===== Text segment =====

So as you're pondering this, you've got to make sure, you know, where your ads are appearing. There's affiliates, there's all kinds of places that the ads may go, so you want to make sure that you're signing up with somebody reputable, and that when you define your campaign, you're putting some restrictions on it. With the Google campaign there's a little check box is that you want to use affiliates or a network. There's also what they call "content matching." So there's key-word matching, which is the search engines, but there's also content matching. So if The Washington Post or New York Times, as an example, there will be an article, and along the bottom, there will usually be ads by Google, and those are Google's algorithm determining what the article's about, pretending those are the key words and then pulling ads from its match. And the context key words, it's not somebody actively searching for that word, but it's somebody interacting with a Web site that has a subject that matches. And then they do have different performance, and sometimes they have different bidding mechanisms as well.
Your key word selection is hugely important, and if you start to buy words like this, so you want to pay attention and not do generic things. If your advantage is having multiple degrees, then you want to start having multiple key words. And so "graduate degree" may not be as effective as the qualifiers like "chemistry" and regions and "full-time" and start to put some of those key words that really will affect yield rate.

=====

Your tasks:
1 - Repeat everything in the passage on ad campaigns from "Your key word" down to "affect yield rate.".
2 - According to the passage on ad campaigns, why should an advertiser sign up with a reputable provider and put restrictions on a campaign?
3 - In the passage on ad campaigns, how are the ads at the bottom of a news article chosen under content matching?
Rely only on the passage on ad campaigns for what follows.

===== Excerpted data =====

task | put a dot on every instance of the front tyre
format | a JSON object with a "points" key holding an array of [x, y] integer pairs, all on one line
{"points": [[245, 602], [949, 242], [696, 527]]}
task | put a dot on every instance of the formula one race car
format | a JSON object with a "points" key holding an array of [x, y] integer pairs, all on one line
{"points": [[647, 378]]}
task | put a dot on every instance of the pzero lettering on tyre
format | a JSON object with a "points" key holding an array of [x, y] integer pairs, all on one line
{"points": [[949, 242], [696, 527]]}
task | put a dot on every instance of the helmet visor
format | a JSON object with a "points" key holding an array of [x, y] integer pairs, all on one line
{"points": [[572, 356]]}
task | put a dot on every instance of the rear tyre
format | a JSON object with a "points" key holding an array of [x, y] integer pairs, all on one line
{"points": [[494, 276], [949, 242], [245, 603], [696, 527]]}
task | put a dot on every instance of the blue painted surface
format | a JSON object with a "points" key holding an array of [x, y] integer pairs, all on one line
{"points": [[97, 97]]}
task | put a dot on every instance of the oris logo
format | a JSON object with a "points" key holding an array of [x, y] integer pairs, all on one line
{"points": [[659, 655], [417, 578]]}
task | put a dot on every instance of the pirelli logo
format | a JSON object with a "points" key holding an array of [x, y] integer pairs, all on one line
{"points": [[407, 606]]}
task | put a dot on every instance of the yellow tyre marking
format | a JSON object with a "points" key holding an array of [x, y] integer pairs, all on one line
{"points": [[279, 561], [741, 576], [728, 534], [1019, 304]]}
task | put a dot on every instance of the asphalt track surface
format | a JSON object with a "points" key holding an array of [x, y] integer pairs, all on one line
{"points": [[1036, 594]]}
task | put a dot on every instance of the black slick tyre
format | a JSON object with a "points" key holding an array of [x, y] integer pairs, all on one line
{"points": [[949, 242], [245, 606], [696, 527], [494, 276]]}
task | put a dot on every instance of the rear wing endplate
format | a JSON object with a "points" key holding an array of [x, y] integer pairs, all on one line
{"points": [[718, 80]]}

=====

Set of answers:
1 -
Your key word selection is hugely important, and if you start to buy words like this, so you want to pay attention and not do generic things. If your advantage is having multiple degrees, then you want to start having multiple key words. And so "graduate degree" may not be as effective as the qualifiers like "chemistry" and regions and "full-time" and start to put some of those key words that really will affect yield rate.

2 - Ads can end up on affiliates and many other kinds of places. Signing up with a reputable provider and restricting the campaign helps control where the ads appear.

3 - Google's algorithm determines what the article is about, treats those topics as key words, and pulls matching ads.